*Your goal*: This task calls for copying every line of the records that includes the word "butterfly".

Records from a dataset
-- -- --
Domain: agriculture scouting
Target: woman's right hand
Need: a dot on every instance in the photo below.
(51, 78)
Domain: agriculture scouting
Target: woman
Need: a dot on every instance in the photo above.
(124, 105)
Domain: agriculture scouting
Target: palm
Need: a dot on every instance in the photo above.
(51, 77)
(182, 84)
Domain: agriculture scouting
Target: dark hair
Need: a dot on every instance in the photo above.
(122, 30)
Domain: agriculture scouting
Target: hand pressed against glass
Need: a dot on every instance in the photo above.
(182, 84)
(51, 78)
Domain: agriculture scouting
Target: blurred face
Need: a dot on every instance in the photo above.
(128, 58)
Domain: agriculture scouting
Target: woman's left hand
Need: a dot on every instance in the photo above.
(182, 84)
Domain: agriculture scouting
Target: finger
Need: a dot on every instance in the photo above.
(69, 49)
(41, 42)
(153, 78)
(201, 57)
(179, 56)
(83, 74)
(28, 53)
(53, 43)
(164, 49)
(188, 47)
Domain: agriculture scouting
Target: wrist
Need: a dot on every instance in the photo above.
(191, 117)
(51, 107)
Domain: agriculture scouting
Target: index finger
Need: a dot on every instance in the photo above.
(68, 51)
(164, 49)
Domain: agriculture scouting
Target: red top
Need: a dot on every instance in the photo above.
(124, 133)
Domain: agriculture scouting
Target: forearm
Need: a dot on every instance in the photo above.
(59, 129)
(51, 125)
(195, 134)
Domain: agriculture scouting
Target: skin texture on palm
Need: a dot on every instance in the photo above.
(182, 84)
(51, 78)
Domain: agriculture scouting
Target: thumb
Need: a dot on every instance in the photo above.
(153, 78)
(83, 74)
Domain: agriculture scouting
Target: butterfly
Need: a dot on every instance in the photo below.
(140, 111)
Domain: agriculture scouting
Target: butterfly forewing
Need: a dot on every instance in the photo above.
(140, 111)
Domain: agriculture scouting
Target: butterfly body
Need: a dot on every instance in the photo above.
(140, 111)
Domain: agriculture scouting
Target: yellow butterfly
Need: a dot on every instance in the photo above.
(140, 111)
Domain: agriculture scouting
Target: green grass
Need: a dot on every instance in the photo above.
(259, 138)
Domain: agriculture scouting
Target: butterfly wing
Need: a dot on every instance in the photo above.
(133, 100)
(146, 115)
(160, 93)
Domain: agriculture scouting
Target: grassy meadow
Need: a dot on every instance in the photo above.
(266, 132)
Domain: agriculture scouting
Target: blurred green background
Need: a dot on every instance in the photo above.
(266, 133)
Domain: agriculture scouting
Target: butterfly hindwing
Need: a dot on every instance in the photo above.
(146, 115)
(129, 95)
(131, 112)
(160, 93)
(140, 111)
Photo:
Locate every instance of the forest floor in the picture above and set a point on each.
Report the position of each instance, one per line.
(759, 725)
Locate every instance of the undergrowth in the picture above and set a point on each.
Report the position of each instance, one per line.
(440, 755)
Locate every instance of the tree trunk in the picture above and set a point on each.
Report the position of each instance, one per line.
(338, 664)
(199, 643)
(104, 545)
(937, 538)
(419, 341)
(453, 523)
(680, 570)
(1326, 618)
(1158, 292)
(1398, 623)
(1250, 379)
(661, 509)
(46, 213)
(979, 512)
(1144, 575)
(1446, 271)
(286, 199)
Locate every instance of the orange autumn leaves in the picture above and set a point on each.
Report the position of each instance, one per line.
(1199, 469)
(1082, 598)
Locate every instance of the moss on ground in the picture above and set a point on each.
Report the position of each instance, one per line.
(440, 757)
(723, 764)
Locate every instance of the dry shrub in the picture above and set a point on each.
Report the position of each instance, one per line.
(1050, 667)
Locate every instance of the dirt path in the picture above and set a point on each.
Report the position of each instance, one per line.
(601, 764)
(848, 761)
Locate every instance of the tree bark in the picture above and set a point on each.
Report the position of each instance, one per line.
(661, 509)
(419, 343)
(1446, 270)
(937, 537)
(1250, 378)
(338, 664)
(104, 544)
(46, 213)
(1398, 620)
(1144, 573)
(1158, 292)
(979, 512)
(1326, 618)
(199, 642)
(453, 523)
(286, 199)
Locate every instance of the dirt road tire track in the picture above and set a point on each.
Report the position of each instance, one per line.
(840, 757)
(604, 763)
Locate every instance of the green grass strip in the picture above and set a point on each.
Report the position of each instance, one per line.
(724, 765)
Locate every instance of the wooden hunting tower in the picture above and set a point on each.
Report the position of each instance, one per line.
-- -- --
*Output for this exercise*:
Target: butterfly
Target: butterfly forewing
Target: butterfly body
Target: yellow butterfly
Target: butterfly wing
Target: butterfly hindwing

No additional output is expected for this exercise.